Complete the following
1: Answer these questions from the passage on CPU registers and context switching.
(a) Which segment register do both Windows and Linux use to point to CPU- or thread-local structures?
(b) Which Windows structure is broadly about saving and swapping in register values?
(c) To which group of people does the passage say the answer about pipelined CPU state will sound familiar?
2: Reproduce the passage on CPU registers and context switching word for word, everything from "The segment registers" down to "level of abstraction.".

Given text
========================================================================

The segment registers CS, DS, ES, FS, GS and SS. These allow a second level of abstraction for memory address translation, although in modern usage we have flat address spaces, and they can mostly be ignored. The big exception here is GS, which both Windows and Linux uses to point to CPU- or thread-local structures, a usage which is explicitly supported by Intel’s SWAPGS instruction. However, I’m getting ahead of myself here, because this occurs at a much higher level of abstraction.
Context switching in its most basic form involves nothing more than saving a snapshot of these registers and swapping in other values saved previously. Broadly speaking, this is what the Windows CONTEXT structure is all about. By its nature, this is processor architecture-specific.
One interesting thing comes up when you consider how tricky it is to talk about the point-in-time state of a pipelined CPU, since it could be executing multiple instructions at the same time. The answer here is one that will have a familiar ring to database folks: although the incoming stream of instructions is expressed linearly, that clever CPU not only knows how to parallelise sections of them, but it can treat such groups as notionally transactional. In database-friendly terms, only the right stuff commits, even in the face of speculative execution.

========================================================================

Region annotation items:
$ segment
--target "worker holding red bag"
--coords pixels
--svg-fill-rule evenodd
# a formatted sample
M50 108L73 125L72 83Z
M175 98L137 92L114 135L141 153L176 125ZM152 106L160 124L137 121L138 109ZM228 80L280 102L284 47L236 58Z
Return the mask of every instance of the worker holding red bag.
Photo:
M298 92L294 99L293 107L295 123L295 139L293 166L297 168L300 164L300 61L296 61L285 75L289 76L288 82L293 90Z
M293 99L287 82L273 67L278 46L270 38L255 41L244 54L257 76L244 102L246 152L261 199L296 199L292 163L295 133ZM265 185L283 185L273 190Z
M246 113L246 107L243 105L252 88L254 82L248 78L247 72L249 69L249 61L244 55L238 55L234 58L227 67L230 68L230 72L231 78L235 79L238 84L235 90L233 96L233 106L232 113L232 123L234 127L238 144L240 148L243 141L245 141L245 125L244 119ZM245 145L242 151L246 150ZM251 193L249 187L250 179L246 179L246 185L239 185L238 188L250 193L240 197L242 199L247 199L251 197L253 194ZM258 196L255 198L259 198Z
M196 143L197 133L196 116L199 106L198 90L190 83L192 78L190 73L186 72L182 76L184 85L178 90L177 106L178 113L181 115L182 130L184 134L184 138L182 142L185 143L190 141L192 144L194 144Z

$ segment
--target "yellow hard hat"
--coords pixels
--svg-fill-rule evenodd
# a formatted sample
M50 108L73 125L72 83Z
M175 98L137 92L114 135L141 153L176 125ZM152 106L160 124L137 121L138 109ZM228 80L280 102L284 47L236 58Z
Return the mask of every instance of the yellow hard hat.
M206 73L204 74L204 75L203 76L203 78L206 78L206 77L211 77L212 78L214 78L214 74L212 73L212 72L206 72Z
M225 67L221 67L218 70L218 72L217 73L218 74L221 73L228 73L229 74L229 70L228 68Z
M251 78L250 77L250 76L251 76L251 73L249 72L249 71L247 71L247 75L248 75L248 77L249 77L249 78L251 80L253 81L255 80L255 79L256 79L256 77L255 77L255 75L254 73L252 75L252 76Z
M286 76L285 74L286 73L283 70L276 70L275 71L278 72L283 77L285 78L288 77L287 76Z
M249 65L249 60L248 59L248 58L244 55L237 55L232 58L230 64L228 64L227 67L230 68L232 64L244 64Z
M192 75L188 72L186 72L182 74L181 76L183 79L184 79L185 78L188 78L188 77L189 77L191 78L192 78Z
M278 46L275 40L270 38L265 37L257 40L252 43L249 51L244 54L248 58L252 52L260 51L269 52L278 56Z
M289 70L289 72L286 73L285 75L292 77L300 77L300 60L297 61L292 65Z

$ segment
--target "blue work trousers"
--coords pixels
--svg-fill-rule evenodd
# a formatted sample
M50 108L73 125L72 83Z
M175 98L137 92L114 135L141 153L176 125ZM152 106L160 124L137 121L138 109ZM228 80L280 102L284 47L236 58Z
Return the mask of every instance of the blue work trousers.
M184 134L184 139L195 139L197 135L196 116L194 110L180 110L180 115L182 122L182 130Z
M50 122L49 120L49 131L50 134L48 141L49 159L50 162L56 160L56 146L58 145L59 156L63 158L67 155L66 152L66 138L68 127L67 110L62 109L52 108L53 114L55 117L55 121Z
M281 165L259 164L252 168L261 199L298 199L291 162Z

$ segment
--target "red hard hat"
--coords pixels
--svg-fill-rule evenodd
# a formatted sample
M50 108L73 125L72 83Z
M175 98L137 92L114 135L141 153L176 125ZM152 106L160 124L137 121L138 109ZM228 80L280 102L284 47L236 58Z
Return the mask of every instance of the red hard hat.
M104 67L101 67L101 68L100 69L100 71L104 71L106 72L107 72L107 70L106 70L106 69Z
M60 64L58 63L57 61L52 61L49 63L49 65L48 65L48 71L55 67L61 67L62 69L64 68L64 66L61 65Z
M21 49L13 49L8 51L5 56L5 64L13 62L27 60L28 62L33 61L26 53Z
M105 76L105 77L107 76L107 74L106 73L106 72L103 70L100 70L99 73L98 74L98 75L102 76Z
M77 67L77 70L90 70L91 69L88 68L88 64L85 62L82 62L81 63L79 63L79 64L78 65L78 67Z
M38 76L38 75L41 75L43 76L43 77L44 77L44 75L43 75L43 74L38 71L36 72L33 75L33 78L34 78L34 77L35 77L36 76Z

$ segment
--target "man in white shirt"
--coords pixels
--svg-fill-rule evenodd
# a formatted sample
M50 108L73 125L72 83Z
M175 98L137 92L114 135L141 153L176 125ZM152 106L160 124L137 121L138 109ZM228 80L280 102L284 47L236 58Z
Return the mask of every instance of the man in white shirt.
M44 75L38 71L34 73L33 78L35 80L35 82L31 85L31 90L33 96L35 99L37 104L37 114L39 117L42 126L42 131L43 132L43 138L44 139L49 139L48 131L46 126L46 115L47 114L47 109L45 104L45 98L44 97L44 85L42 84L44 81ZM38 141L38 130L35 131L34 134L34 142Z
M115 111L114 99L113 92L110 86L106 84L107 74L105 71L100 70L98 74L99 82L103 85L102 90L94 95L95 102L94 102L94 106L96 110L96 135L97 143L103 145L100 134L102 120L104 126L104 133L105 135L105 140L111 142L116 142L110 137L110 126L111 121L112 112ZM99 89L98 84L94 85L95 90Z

========================================================================

Written answers
1:
(a) GS
(b) The CONTEXT structure
(c) Database folks

2:
The segment registers CS, DS, ES, FS, GS and SS. These allow a second level of abstraction for memory address translation, although in modern usage we have flat address spaces, and they can mostly be ignored. The big exception here is GS, which both Windows and Linux uses to point to CPU- or thread-local structures, a usage which is explicitly supported by Intel’s SWAPGS instruction. However, I’m getting ahead of myself here, because this occurs at a much higher level of abstraction.